>> START

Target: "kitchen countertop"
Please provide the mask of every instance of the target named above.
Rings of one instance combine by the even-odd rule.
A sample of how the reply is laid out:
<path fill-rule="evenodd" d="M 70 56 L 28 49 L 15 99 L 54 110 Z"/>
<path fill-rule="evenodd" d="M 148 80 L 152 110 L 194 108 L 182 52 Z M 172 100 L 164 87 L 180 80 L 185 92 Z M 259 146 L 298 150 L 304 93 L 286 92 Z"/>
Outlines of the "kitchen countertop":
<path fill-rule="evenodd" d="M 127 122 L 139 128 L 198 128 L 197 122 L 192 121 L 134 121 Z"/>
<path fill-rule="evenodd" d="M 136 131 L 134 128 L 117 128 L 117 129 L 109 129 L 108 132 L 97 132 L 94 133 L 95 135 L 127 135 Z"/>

>> END

● What is required
Retype every line of the listing above, word for word.

● Problem solution
Target: "kitchen countertop"
Please provide the mask of every instance of the target named above.
Rings of one instance combine by the even-odd rule.
A sample of how the reply is laid out:
<path fill-rule="evenodd" d="M 70 56 L 28 49 L 15 99 L 54 110 Z"/>
<path fill-rule="evenodd" d="M 148 80 L 152 110 L 194 108 L 182 52 Z M 172 100 L 164 87 L 180 80 L 185 92 Z M 259 146 L 298 150 L 304 93 L 286 92 Z"/>
Outlines of the "kitchen countertop":
<path fill-rule="evenodd" d="M 127 122 L 139 128 L 198 128 L 197 122 L 192 121 L 134 121 Z"/>
<path fill-rule="evenodd" d="M 136 131 L 134 128 L 117 128 L 117 129 L 109 129 L 108 132 L 97 132 L 94 133 L 95 135 L 127 135 Z"/>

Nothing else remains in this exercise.